→ Stored items from a collection:
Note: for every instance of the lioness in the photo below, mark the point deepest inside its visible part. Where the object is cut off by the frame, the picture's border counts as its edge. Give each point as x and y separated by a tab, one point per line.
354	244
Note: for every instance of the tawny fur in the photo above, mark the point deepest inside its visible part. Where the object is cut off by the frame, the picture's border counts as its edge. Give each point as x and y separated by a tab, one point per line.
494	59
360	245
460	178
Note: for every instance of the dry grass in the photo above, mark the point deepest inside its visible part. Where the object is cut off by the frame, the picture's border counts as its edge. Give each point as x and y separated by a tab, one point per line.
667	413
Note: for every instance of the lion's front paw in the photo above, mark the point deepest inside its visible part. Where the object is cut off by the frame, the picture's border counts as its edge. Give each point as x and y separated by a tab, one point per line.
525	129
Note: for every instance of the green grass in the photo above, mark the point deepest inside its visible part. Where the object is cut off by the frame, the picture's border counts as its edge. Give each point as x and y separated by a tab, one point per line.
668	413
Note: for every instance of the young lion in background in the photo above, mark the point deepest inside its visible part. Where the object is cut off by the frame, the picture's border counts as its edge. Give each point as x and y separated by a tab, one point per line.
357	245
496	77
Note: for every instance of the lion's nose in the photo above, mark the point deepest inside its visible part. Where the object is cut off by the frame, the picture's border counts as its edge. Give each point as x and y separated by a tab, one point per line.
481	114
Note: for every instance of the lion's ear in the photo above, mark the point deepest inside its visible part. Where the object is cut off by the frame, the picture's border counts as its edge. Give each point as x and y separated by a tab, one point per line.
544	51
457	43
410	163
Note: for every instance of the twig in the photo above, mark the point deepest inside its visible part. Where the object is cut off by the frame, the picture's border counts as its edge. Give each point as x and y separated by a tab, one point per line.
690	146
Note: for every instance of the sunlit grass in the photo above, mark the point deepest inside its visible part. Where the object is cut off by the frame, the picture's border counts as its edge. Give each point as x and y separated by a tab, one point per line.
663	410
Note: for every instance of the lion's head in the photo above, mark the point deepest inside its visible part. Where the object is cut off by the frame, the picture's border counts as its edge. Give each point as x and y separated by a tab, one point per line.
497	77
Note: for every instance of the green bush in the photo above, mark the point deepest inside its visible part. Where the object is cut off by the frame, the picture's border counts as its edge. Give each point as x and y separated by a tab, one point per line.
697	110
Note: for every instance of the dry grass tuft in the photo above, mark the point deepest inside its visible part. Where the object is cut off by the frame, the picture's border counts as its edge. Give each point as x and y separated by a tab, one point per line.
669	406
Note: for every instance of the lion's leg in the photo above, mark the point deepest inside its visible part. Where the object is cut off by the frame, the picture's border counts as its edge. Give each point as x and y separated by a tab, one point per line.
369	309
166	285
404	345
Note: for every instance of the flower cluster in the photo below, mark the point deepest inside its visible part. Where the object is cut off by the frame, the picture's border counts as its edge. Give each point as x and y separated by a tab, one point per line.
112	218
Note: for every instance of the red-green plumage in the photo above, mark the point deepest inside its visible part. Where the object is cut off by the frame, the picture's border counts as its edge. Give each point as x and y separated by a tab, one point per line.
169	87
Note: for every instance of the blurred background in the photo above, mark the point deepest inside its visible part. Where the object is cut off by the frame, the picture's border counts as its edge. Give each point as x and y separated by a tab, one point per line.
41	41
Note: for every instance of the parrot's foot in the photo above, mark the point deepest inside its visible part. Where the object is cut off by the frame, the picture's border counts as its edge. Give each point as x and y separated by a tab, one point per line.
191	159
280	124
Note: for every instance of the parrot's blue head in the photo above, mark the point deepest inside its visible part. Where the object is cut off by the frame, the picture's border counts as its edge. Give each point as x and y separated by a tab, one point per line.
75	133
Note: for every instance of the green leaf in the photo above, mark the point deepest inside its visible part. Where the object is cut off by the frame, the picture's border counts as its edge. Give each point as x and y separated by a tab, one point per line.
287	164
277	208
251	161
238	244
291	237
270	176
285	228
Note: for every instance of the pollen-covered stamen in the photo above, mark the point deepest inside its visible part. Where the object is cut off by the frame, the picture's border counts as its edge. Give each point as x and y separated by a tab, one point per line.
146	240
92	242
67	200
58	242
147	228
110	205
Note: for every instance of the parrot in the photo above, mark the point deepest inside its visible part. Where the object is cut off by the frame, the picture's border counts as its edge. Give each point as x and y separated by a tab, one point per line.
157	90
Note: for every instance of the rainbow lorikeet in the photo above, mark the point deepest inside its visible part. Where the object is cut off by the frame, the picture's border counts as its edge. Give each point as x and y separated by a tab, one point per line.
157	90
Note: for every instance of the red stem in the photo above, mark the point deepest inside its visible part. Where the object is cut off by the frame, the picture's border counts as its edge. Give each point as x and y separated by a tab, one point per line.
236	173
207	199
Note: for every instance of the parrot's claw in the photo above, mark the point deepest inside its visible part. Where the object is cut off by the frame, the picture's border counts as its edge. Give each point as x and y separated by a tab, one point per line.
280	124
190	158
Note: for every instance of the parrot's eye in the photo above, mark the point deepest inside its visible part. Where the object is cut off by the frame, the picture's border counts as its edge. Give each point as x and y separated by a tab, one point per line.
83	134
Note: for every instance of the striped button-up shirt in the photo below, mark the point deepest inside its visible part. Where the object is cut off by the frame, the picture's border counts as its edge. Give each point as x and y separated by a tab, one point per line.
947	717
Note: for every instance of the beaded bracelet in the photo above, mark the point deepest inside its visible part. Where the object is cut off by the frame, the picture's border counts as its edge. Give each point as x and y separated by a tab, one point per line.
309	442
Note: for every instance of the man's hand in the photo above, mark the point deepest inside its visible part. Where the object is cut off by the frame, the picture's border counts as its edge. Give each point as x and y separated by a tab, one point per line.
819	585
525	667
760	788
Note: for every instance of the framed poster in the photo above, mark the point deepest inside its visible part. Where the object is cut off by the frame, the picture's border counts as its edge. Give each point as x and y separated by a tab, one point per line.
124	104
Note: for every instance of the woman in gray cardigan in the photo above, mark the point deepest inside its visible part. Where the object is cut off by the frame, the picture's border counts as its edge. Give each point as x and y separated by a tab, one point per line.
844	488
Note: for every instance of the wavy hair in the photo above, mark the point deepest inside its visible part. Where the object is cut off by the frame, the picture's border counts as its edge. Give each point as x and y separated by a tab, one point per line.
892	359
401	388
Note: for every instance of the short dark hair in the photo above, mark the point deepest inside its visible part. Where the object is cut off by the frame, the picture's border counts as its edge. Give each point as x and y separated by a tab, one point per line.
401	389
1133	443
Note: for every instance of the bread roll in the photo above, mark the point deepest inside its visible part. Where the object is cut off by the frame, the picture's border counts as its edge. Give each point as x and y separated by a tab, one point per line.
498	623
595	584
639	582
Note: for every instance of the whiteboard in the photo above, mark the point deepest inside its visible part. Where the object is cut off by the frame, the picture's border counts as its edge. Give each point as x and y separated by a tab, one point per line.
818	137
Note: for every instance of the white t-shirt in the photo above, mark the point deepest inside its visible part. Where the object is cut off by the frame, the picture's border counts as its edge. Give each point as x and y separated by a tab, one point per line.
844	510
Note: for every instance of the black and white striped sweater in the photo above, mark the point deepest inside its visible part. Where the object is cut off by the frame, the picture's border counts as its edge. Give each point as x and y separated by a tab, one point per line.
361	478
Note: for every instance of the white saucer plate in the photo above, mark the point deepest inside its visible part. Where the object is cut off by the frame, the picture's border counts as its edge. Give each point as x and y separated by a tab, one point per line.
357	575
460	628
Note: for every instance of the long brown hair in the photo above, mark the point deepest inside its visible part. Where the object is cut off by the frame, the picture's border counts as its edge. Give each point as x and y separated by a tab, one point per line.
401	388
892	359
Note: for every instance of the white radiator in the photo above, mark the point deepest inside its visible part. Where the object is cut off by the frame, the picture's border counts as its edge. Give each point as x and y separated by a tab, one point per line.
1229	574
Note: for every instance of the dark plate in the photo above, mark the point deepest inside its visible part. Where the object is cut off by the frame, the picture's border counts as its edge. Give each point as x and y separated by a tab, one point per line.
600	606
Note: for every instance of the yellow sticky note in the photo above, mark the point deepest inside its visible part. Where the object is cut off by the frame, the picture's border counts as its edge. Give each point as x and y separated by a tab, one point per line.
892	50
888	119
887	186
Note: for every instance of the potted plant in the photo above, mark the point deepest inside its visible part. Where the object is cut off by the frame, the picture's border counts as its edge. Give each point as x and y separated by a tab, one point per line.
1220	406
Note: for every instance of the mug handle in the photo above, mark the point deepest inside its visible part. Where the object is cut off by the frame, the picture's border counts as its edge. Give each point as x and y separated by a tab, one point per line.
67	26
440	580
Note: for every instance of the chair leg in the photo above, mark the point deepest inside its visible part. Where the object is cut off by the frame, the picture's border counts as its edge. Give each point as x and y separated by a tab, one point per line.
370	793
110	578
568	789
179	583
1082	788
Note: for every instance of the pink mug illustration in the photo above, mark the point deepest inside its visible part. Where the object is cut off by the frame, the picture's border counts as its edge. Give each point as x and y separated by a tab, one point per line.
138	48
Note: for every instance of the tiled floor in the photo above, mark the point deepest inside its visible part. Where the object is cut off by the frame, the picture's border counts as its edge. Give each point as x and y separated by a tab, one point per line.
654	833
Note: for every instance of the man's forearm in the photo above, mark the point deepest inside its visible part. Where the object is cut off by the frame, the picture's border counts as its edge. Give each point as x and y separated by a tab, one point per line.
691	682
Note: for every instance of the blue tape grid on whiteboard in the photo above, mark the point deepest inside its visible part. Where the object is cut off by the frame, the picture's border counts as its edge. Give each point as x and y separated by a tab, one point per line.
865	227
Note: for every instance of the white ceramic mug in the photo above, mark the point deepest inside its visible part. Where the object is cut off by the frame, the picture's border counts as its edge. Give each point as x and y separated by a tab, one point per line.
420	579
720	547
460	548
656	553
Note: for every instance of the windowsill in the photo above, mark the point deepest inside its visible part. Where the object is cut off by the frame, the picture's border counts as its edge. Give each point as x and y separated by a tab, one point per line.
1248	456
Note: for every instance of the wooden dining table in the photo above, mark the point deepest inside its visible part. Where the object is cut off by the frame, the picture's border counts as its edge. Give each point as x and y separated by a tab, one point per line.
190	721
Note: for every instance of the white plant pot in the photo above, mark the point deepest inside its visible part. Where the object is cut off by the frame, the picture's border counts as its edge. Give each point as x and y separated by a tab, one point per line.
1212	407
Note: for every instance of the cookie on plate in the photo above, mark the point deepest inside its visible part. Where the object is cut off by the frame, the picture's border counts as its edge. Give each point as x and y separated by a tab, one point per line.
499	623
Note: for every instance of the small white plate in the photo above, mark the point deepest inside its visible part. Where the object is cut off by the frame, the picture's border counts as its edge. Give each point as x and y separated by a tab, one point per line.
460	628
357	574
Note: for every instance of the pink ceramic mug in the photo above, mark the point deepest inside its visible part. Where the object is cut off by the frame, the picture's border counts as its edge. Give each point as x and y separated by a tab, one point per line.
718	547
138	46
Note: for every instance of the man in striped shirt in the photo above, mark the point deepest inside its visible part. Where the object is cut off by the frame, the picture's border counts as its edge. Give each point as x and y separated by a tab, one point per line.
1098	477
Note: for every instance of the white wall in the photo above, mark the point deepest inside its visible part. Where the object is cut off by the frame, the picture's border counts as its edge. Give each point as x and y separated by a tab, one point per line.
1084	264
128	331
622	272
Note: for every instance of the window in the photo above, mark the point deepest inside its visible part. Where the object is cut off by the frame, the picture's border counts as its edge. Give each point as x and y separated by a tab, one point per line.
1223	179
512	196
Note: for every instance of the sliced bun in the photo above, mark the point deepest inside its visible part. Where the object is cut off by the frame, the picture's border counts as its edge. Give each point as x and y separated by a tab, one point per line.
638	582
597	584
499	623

→ Work order:
After locating the line that holds "Note: for every instance of the window in", print it and each line after it through the end of the data, exactly as it stands.

→ Answer space:
Note: for every instance of the window in the photo above, mark the point deepest inside its visible part. Where the object is cut off by the frame, the picture's border counts as its edge. Give each point as x and y separated by a tab, one point per line.
1223	179
512	196
Note: for every instance of the sliced bun in the photo above, mark the point deepest inside its visible part. Where the object is cut off by the frame, the picture's border counts as its edge. Give each point as x and y separated by a tab, one point per line.
638	582
597	584
499	623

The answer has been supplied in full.